*TO-DO LIST*
A: Write down the part of the course overview starting with "A short course" and going on through "are we headed?".
B: Using the course overview, explain in one to three sentences why this year's edition focuses on intensive exposure to history, debate and theory and on practical case-study work.

*DOCUMENT TEXT*
Events Vacancies


Application: Freedom Under Fire

A short course for community-based paralegals

Overview

South Africa has shifted after our last elections. Three decades after democracy, inequality is worse than ever. Corruption, landlessness, failing services, and political distrust fuel growing frustration, while the country teeters on the edge of instability, caught between coalition politics and opportunistic rising authoritarian forces. But South Africa is not alone—across the globe, inequality is deepening, crises are escalating, and the powerful are tightening their grip.

How did we get here? And more importantly—where are we headed?

This course is a deep dive into the forces shaping our present and future. It unpacks South Africa’s shifting political landscape, the global rise of authoritarianism, and the intersections of freedom, African solidarity, and democratic resistance. Designed for community-based paralegals, it equips those on the frontlines of injustice with the tools to challenge power, defend rights, and navigate an uncertain future.

The struggle is far from over. Are we ready to take it on?

After the successes of the last three year’s courses, this course returns for its fourth edition. Tailored for community-based paralegals and fieldworkers, it addresses a spectrum of community needs, from gender-based violence to labor disputes. By delving into historical roots and broader democratic frameworks, Freedom Under Fire equips participants with context and insights essential for navigating contemporary challenges in social justice. This year, the course hones in on two critical aspects we’ve learned serve community-based paralegals well: intensive exposure to history, debate and theory; and practical work through case studies led by peers and specialists operating in and around law and activism.

Woven through the course are these questions

1. What do the realities that community-based paralegals deal with on an ongoing basis reveal about the texture of South Africa’s democracy?

2. How can we explain the persistent and growing inequalities and injustices that dominate South Africa today?

3. What are some of the big struggles waged in South Africa today? What do they teach us about freedom, resistance and imagination?

4. What were the freedoms promised in the past? What have we come to enjoy in the present? What are now under threat that need protecting?

*SUPPLIED INFORMATION*
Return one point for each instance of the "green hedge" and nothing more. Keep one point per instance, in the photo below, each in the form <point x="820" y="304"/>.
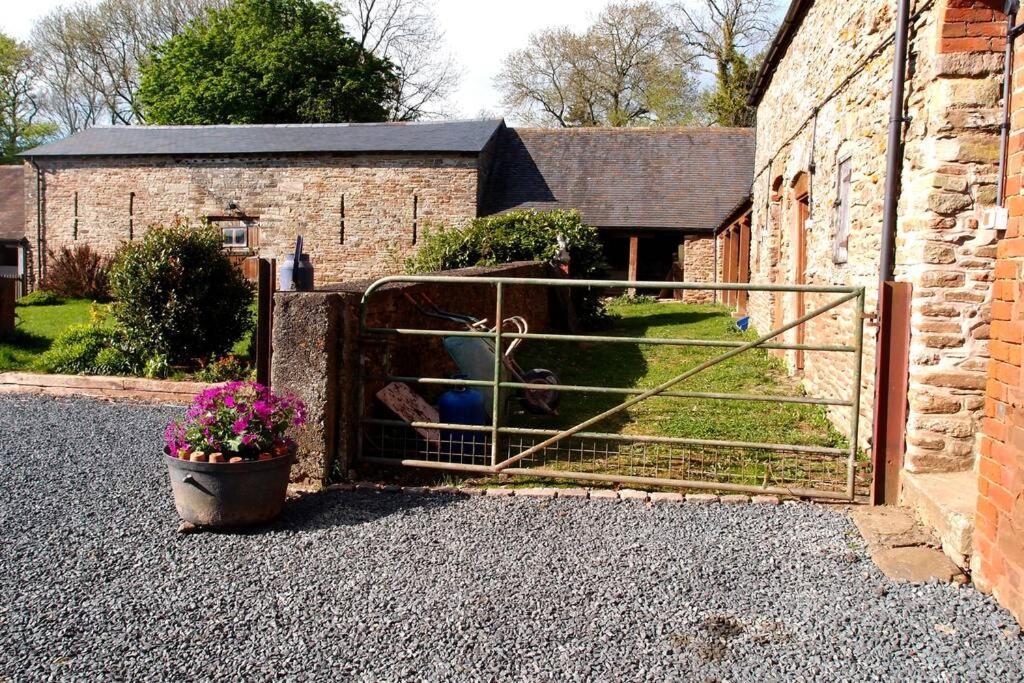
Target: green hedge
<point x="517" y="236"/>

*PROBLEM SOLUTIONS*
A:
A short course for community-based paralegals

Overview

South Africa has shifted after our last elections. Three decades after democracy, inequality is worse than ever. Corruption, landlessness, failing services, and political distrust fuel growing frustration, while the country teeters on the edge of instability, caught between coalition politics and opportunistic rising authoritarian forces. But South Africa is not alone—across the globe, inequality is deepening, crises are escalating, and the powerful are tightening their grip.

How did we get here? And more importantly—where are we headed?

B: The course focuses on these two aspects because its organizers have learned that they serve community-based paralegals well. The history, debate and theory give participants exposure to ideas. The case studies are practical work led by peers and by specialists who operate in and around law and activism.